## TEXT FOR ANALYSIS
########################################
A doctor who snuck out of his house while his family was sleeping to fraudulently prescribe himself opiates has been fined $8000.
The Health Practitioners Disciplinary Tribunal released its decision today after a hearing in Tauranga on April 12 and 13 into the conduct of the doctor, named in the decision as "Dr N".
Dr N was charged with misconduct for fraudulent entries in controlled drugs registers, fraudulent entries in patient case notes, forgery of colleagues' signatures, and self-prescription of drugs of dependence and/or abuse for his own use and without proper medical oversight.
From 2006 to 2014, Dr N admitted to making 266 fraudulent entries in the controlled drugs register for morphine, pethidine and fentanyl, an opioid analgesic which is up to 100 times stronger than morphine. He also made 49 fraudulent entries in patient notes.
Dr N would sneak out to his practice after his family had gone to sleep and either enter a fake name or a name of a real patient on the register.
In September 2014 concerns were raised about the amount of pethidine Dr N had signed out and, after discussions with a fellow partner at his practice, he admitted taking the pethidine for his own use.
His partnership was terminated at the practice and he began rehabilitation and treatment.
The tribunal decision said Dr N's actions showed a "significant element of deceit".
He deceived his family by sneaking out to access the drugs, he deceived his patients by changing their records and putting them at risk by potentially affecting any future treatments, and he deceived his colleagues by forging their signatures.
########################################
(Referring expression grounding data)
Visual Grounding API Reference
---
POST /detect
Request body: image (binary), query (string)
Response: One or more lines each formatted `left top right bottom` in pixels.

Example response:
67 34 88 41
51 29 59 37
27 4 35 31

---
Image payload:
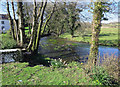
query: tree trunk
34 0 47 53
89 2 102 65
17 2 25 46
12 1 20 44
7 1 15 40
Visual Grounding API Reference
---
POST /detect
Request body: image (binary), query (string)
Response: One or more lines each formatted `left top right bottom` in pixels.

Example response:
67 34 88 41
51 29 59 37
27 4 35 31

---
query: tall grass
83 54 119 85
########################################
## QUESTIONS ON THE MATERIAL
a) Please reproduce the passage of the report on Dr N between "The Health Practitioners" and "on the register.", inclusive.
b) Condense the paragraph of the report on Dr N that begins "From 2006 to 2014" into a short list that keeps its main facts.

## RESPONSES FOR EACH TASK
a)
The Health Practitioners Disciplinary Tribunal released its decision today after a hearing in Tauranga on April 12 and 13 into the conduct of the doctor, named in the decision as "Dr N".
Dr N was charged with misconduct for fraudulent entries in controlled drugs registers, fraudulent entries in patient case notes, forgery of colleagues' signatures, and self-prescription of drugs of dependence and/or abuse for his own use and without proper medical oversight.
From 2006 to 2014, Dr N admitted to making 266 fraudulent entries in the controlled drugs register for morphine, pethidine and fentanyl, an opioid analgesic which is up to 100 times stronger than morphine. He also made 49 fraudulent entries in patient notes.
Dr N would sneak out to his practice after his family had gone to sleep and either enter a fake name or a name of a real patient on the register.

b)
- From 2006 to 2014, Dr N admitted to making 266 fraudulent entries in the controlled drugs register.
- The entries were for morphine, pethidine and fentanyl, an opioid analgesic up to 100 times stronger than morphine.
- He also made 49 fraudulent entries in patient notes.